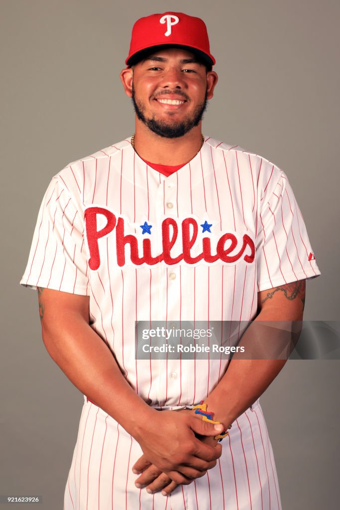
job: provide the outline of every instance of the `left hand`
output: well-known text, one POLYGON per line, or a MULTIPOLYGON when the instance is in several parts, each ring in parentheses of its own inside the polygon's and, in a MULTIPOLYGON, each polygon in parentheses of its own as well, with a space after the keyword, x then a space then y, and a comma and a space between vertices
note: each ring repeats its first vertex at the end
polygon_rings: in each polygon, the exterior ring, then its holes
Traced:
MULTIPOLYGON (((176 412, 190 413, 193 415, 195 418, 197 417, 198 420, 201 419, 200 415, 195 415, 195 411, 191 409, 180 409, 176 412)), ((212 436, 198 436, 197 437, 202 442, 207 443, 212 446, 215 447, 218 443, 218 441, 214 439, 212 436)), ((212 467, 214 467, 216 465, 216 461, 213 461, 212 467)), ((140 476, 135 481, 136 486, 138 487, 137 484, 139 484, 140 487, 146 487, 147 492, 150 494, 162 490, 162 494, 164 496, 168 496, 178 487, 178 483, 173 481, 167 474, 159 469, 154 464, 149 462, 144 454, 140 457, 137 462, 134 464, 132 470, 133 471, 136 471, 137 473, 142 473, 140 476)), ((201 476, 203 476, 206 473, 206 471, 202 471, 201 476)), ((192 481, 194 481, 194 479, 195 479, 193 478, 189 483, 191 483, 192 481)))

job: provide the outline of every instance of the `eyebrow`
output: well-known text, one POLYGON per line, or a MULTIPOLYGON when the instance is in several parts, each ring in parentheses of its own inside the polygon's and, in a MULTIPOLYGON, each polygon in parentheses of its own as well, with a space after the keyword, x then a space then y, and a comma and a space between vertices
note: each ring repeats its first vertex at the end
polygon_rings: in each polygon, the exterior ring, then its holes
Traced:
MULTIPOLYGON (((143 60, 143 62, 147 62, 148 61, 151 61, 151 62, 166 62, 168 61, 168 59, 165 59, 163 57, 156 57, 153 55, 150 55, 150 57, 147 57, 143 60)), ((192 58, 190 59, 182 59, 181 60, 179 61, 180 64, 199 64, 200 65, 203 65, 201 62, 197 60, 197 59, 194 58, 192 58)))

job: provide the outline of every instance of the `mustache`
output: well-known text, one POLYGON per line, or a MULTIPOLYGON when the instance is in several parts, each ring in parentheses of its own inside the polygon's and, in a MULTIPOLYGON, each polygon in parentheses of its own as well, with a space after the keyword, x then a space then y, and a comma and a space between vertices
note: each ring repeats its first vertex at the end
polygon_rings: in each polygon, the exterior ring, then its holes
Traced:
POLYGON ((167 94, 172 94, 174 95, 181 96, 184 97, 187 101, 190 101, 190 98, 188 95, 187 95, 185 92, 184 92, 182 90, 161 90, 159 92, 157 92, 156 94, 154 94, 154 97, 158 97, 159 96, 165 95, 167 94))

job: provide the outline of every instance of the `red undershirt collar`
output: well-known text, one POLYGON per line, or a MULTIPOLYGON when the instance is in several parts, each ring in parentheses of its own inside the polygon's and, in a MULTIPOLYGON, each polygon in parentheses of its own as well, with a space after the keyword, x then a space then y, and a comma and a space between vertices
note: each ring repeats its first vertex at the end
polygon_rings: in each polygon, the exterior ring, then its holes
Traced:
MULTIPOLYGON (((143 159, 143 158, 141 159, 143 159)), ((148 166, 151 167, 151 168, 153 168, 154 170, 156 170, 160 173, 163 173, 166 177, 169 177, 172 173, 177 172, 177 170, 179 170, 182 166, 187 164, 186 163, 184 163, 180 165, 175 165, 172 166, 170 165, 160 165, 159 163, 151 163, 150 161, 147 161, 145 159, 143 159, 143 161, 146 163, 148 166)))

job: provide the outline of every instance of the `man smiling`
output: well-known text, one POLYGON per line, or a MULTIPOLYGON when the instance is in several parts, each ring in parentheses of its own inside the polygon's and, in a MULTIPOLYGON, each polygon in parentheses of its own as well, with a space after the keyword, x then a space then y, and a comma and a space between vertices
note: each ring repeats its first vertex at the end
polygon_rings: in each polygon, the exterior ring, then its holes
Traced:
POLYGON ((277 166, 202 134, 202 20, 138 20, 125 63, 135 134, 54 177, 20 282, 84 395, 64 507, 280 508, 259 397, 285 360, 139 359, 135 324, 239 321, 248 348, 261 321, 302 320, 320 274, 302 217, 277 166))

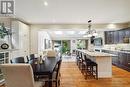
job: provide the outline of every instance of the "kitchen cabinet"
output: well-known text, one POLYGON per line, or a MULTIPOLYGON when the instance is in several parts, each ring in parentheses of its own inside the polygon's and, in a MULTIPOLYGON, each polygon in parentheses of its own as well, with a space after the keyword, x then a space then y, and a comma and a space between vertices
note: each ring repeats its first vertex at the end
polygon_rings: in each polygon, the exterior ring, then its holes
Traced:
POLYGON ((105 44, 129 43, 130 28, 105 31, 105 44))
POLYGON ((105 44, 113 44, 113 31, 106 31, 105 32, 105 44))
POLYGON ((114 44, 117 44, 119 42, 119 31, 114 31, 113 33, 113 36, 114 36, 114 44))
POLYGON ((130 68, 130 53, 127 54, 127 67, 130 68))
MULTIPOLYGON (((9 52, 0 52, 0 64, 9 63, 9 52)), ((0 85, 4 84, 3 73, 0 69, 0 85)))
POLYGON ((29 26, 20 22, 12 21, 12 45, 17 51, 12 52, 12 58, 29 54, 29 26))
POLYGON ((117 55, 115 57, 112 57, 112 64, 120 67, 122 69, 125 69, 127 71, 130 71, 130 53, 125 51, 111 51, 111 50, 102 50, 102 52, 110 53, 117 55))
POLYGON ((119 31, 119 43, 123 43, 124 41, 124 37, 125 37, 125 32, 122 30, 122 31, 119 31))

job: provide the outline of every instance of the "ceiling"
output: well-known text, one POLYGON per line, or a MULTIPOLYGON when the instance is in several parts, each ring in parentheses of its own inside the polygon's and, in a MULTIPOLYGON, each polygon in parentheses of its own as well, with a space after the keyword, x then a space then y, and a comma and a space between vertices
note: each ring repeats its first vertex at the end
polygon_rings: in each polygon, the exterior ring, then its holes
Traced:
MULTIPOLYGON (((88 29, 44 29, 53 40, 70 40, 70 39, 83 39, 84 34, 88 29)), ((96 30, 97 33, 103 32, 102 29, 96 30)), ((85 37, 86 38, 86 37, 85 37)))
POLYGON ((123 23, 129 8, 130 0, 15 0, 16 17, 30 24, 123 23))

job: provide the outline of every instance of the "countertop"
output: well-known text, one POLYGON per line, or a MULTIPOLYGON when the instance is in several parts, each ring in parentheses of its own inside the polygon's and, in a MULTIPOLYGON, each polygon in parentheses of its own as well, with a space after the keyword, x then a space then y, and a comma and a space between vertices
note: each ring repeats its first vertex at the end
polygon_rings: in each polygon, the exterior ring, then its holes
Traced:
POLYGON ((101 49, 101 50, 108 50, 108 51, 121 52, 121 53, 130 53, 128 52, 130 50, 111 50, 111 49, 101 49))
POLYGON ((103 52, 96 52, 96 51, 88 51, 88 50, 79 50, 83 53, 86 53, 92 57, 113 57, 116 55, 109 54, 109 53, 103 53, 103 52))
POLYGON ((18 49, 0 49, 0 52, 16 51, 18 49))

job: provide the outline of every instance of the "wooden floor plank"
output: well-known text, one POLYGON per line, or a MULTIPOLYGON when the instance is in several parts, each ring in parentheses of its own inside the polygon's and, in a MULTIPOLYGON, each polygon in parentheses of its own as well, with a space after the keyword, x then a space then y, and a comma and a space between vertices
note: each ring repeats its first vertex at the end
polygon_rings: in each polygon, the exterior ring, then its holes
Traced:
POLYGON ((61 66, 61 87, 130 87, 130 72, 112 67, 112 78, 86 80, 76 63, 63 62, 61 66))
POLYGON ((63 62, 60 87, 130 87, 130 72, 113 66, 112 73, 112 78, 86 80, 76 63, 63 62))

» REQUEST: Copy all the records above exactly, but leave out the pictures.

» WRITTEN RESPONSE:
job: provide the outline of every instance of the `left hand`
output: well-known text, one POLYGON per line, or a MULTIPOLYGON when the instance is in several parts, each ring in parentheses of its own inside the polygon's and, in a MULTIPOLYGON, each polygon in parentheses of its own as well, with a space after the keyword, x then a space then y, and a comma and a space between vertices
note: each ring repeats its first vertex at the end
polygon_rings: in each polygon, the exterior ring, then its holes
Traced:
MULTIPOLYGON (((176 412, 190 413, 193 415, 195 418, 197 417, 198 420, 201 419, 200 415, 195 415, 195 411, 191 409, 180 409, 176 412)), ((212 436, 198 436, 197 437, 202 442, 207 443, 212 446, 215 447, 218 443, 218 441, 214 439, 212 436)), ((212 467, 214 467, 216 465, 216 461, 213 461, 212 467)), ((140 476, 135 481, 136 486, 138 487, 137 484, 139 484, 140 487, 146 487, 147 492, 150 494, 162 490, 162 494, 164 496, 168 496, 178 487, 178 483, 173 481, 167 474, 159 469, 154 464, 149 462, 144 454, 140 457, 137 462, 134 464, 132 470, 133 471, 136 471, 137 473, 142 473, 140 476)), ((201 476, 203 476, 206 473, 206 471, 202 471, 201 476)), ((192 481, 194 481, 194 479, 195 479, 193 478, 189 483, 191 483, 192 481)))

job: provide the outline of every instance of the `eyebrow`
output: well-known text, one POLYGON per line, or a MULTIPOLYGON when the instance is in several parts, each ring in parentheses of its own inside the polygon's and, in a MULTIPOLYGON, each polygon in parentheses of its own as well, with a space after the keyword, x then a space then y, and a comma and a space between vertices
note: each ring repeats its first vertex at the end
polygon_rings: in each polygon, the exterior ring, then its holes
Traced:
MULTIPOLYGON (((143 60, 143 62, 147 62, 148 61, 151 61, 151 62, 166 62, 168 61, 168 59, 165 59, 163 57, 156 57, 153 55, 150 55, 150 57, 147 57, 143 60)), ((192 58, 190 59, 182 59, 181 60, 179 61, 180 64, 199 64, 200 65, 203 65, 201 62, 197 60, 197 59, 194 58, 192 58)))

job: provide the outline of every instance of the `mustache`
output: well-known text, one POLYGON per line, or a MULTIPOLYGON when the instance is in several parts, each ring in parentheses of its own inside the polygon's and, in a MULTIPOLYGON, each polygon in parentheses of its own as well, with a space after the keyword, x then a space then y, and a comma and a space between vertices
note: each ring repeats its first vertex at the end
polygon_rings: in each polygon, the exterior ring, then its holes
Traced:
POLYGON ((167 94, 172 94, 174 95, 181 96, 184 97, 187 101, 190 101, 190 98, 188 95, 187 95, 185 92, 184 92, 182 90, 161 90, 159 92, 157 92, 156 94, 154 94, 154 97, 158 97, 159 96, 165 95, 167 94))

job: provide the outline of every instance of the `red undershirt collar`
output: well-known text, one POLYGON per line, or a MULTIPOLYGON when the instance is in several parts, each ring in parentheses of its own inside the polygon's and, in a MULTIPOLYGON, each polygon in parentheses of its own as well, with a space after the keyword, x then a space then y, and a comma and a space between vertices
note: each ring repeats its first vertex at the end
polygon_rings: in each polygon, the exterior ring, then its holes
Traced:
MULTIPOLYGON (((143 159, 143 158, 141 159, 143 159)), ((148 166, 151 167, 151 168, 153 168, 154 170, 156 170, 160 173, 163 173, 166 177, 169 177, 172 173, 177 172, 177 170, 179 170, 182 166, 187 164, 186 163, 184 163, 180 165, 175 165, 172 166, 170 165, 160 165, 159 163, 151 163, 150 161, 147 161, 145 159, 143 159, 143 161, 146 163, 148 166)))

job: provide the outline of every instance of the `man smiling`
output: well-known text, one POLYGON per line, or a MULTIPOLYGON when the instance is in several parts, each ring in parentheses of its own inside the polygon's and, in a MULTIPOLYGON, each polygon in parentheses of its own as well, with a space after the keyword, x then a space then y, and a comma and a space between vertices
note: each ring repeats its first vertex at the end
polygon_rings: in each polygon, the exterior ring, then its holes
Traced:
POLYGON ((277 166, 202 134, 202 20, 138 20, 125 63, 135 134, 54 177, 20 282, 84 395, 64 507, 280 508, 259 397, 285 360, 139 359, 135 324, 239 321, 248 348, 261 321, 302 320, 320 274, 302 217, 277 166))

job: provide the outline of every instance of the "kitchen cabinet"
output: well-known text, one POLYGON per line, or a MULTIPOLYGON when the instance is in several parts, each ring in parentheses of its own inside the polygon's and, in a MULTIPOLYGON, each polygon in parentheses of its own as well, with a space after the keyword, x then a space then y, and a comma and a space between vertices
note: each ring repeats its first vertex at the end
polygon_rings: in each polygon, the exterior ring, then its holes
Traced:
POLYGON ((105 44, 129 43, 130 28, 105 31, 105 44))
POLYGON ((105 44, 113 44, 113 31, 106 31, 105 32, 105 44))
POLYGON ((114 44, 117 44, 119 42, 119 31, 114 31, 113 33, 113 36, 114 36, 114 44))
POLYGON ((130 68, 130 53, 127 54, 127 67, 130 68))
MULTIPOLYGON (((9 52, 0 52, 0 64, 9 63, 9 52)), ((0 85, 4 84, 3 73, 0 69, 0 85)))
POLYGON ((29 26, 20 22, 12 21, 12 45, 17 51, 12 52, 12 58, 29 54, 29 26))
POLYGON ((117 55, 115 57, 112 57, 112 64, 120 67, 122 69, 125 69, 127 71, 130 71, 130 53, 125 51, 111 51, 111 50, 102 50, 102 52, 110 53, 117 55))
POLYGON ((119 31, 119 43, 123 43, 124 41, 124 37, 125 37, 125 32, 122 30, 122 31, 119 31))

job: provide the outline of every instance of the "ceiling"
output: well-known text, one POLYGON per line, or a MULTIPOLYGON when the instance is in several parts, each ring in parentheses of its own inside the polygon's and, in a MULTIPOLYGON, each polygon in parentheses of its own as well, with a space after the keyword, x then a space then y, and a comma and a space between vertices
note: each ring repeats its first vertex at the end
polygon_rings: in each polygon, the exterior ring, then its holes
Traced:
MULTIPOLYGON (((88 29, 44 29, 53 40, 70 40, 70 39, 83 39, 84 34, 88 29)), ((96 30, 97 33, 103 32, 102 29, 96 30)), ((85 37, 86 38, 86 37, 85 37)))
POLYGON ((123 23, 129 8, 130 0, 15 0, 16 17, 30 24, 123 23))

job: provide the outline of every instance of the "countertop"
output: well-known text, one POLYGON per line, or a MULTIPOLYGON when the instance is in several parts, each ring in parentheses of its own inside the polygon's and, in a MULTIPOLYGON, each polygon in parentheses of its own as well, with a space after the keyword, x then a space then y, and a comma and a space between vertices
note: each ring repeats its first vertex at the end
polygon_rings: in each polygon, the exterior ring, then its holes
Traced:
POLYGON ((101 49, 101 50, 108 50, 108 51, 121 52, 121 53, 130 53, 128 52, 130 50, 111 50, 111 49, 101 49))
POLYGON ((103 52, 96 52, 96 51, 88 51, 88 50, 79 50, 83 53, 86 53, 92 57, 113 57, 116 55, 109 54, 109 53, 103 53, 103 52))
POLYGON ((18 49, 0 49, 0 52, 16 51, 18 49))

job: provide the outline of every instance of the "wooden floor plank"
output: well-known text, one POLYGON per line, or a MULTIPOLYGON when the instance is in several parts, each ring in parentheses of its own inside the polygon's and, in a MULTIPOLYGON, each polygon in parentheses of its own as well, with a space after the keyword, x then a space then y, and a comma and a space between vertices
note: each ring repeats its first vertex at the end
polygon_rings: in each polygon, the exterior ring, then its holes
Traced:
POLYGON ((61 66, 61 87, 130 87, 130 72, 112 67, 112 78, 86 80, 76 63, 63 62, 61 66))
POLYGON ((63 62, 60 87, 130 87, 130 72, 113 66, 112 73, 112 78, 86 80, 76 63, 63 62))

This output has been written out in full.